### Information given:
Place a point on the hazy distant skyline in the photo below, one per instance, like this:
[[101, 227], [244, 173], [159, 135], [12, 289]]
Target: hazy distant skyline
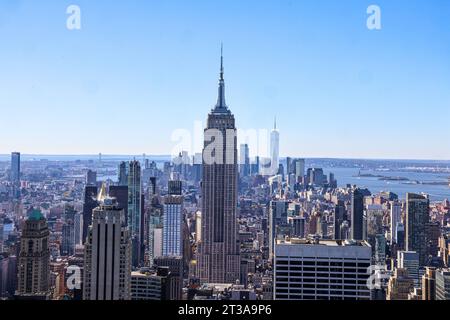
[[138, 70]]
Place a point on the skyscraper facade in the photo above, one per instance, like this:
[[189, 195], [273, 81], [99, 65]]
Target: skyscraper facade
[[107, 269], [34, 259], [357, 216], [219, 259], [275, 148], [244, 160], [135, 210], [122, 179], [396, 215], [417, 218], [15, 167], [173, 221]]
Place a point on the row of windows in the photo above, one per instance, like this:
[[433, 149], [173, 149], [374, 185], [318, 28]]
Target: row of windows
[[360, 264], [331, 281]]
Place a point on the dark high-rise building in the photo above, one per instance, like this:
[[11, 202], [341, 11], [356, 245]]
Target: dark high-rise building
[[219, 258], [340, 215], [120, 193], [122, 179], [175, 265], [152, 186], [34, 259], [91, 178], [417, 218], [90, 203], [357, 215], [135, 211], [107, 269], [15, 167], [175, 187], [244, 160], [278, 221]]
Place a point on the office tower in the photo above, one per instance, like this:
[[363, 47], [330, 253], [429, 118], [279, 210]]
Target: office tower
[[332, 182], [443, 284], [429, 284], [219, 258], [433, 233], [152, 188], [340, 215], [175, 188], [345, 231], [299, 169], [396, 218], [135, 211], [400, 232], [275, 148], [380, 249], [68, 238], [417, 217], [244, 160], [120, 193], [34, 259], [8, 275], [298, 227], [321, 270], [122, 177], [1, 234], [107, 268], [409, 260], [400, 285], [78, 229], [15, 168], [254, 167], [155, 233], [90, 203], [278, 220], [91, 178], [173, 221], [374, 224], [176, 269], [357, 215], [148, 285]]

==

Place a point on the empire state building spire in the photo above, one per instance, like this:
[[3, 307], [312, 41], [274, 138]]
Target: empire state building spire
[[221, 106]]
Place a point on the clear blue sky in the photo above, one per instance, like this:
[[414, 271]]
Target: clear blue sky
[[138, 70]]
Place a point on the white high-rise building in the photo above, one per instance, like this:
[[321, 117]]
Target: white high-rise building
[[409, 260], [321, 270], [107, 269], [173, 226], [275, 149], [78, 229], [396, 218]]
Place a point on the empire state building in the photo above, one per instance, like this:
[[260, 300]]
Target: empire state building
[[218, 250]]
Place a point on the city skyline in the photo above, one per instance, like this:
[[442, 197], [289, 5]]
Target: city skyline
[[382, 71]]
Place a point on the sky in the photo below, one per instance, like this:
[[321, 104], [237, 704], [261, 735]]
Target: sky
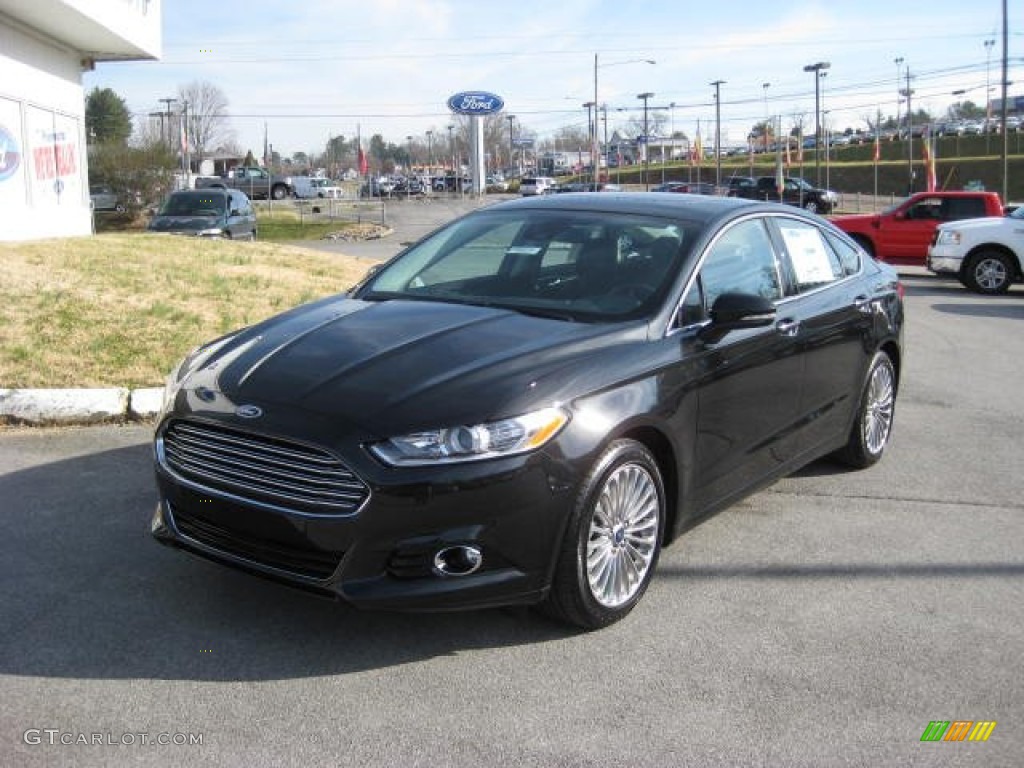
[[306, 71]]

* * *

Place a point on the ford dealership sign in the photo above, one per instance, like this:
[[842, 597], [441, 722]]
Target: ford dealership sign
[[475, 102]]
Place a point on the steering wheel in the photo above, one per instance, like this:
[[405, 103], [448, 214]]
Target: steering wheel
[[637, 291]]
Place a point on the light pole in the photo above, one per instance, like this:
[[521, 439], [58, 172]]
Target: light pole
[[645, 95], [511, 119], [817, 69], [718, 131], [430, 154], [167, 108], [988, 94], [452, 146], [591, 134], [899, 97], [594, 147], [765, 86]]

### Directions for this task:
Update everything from the line containing "Place a point on the steering" down to the line containing "147], [765, 86]]" by changing "light pole" to "lamp post", and leave every other part of those records unchanged.

### Finished exercise:
Place a point on the steering wheel in the photo above, one per instance, like this:
[[405, 103], [448, 214]]
Target: steering wheel
[[637, 291]]
Place a point on the lamp post in the photo above, one per instance, like this:
[[521, 439], [58, 172]]
Target: lamp post
[[645, 95], [511, 119], [817, 69], [718, 131], [430, 154], [167, 108], [988, 94], [452, 146], [591, 134], [899, 97], [594, 147], [765, 86]]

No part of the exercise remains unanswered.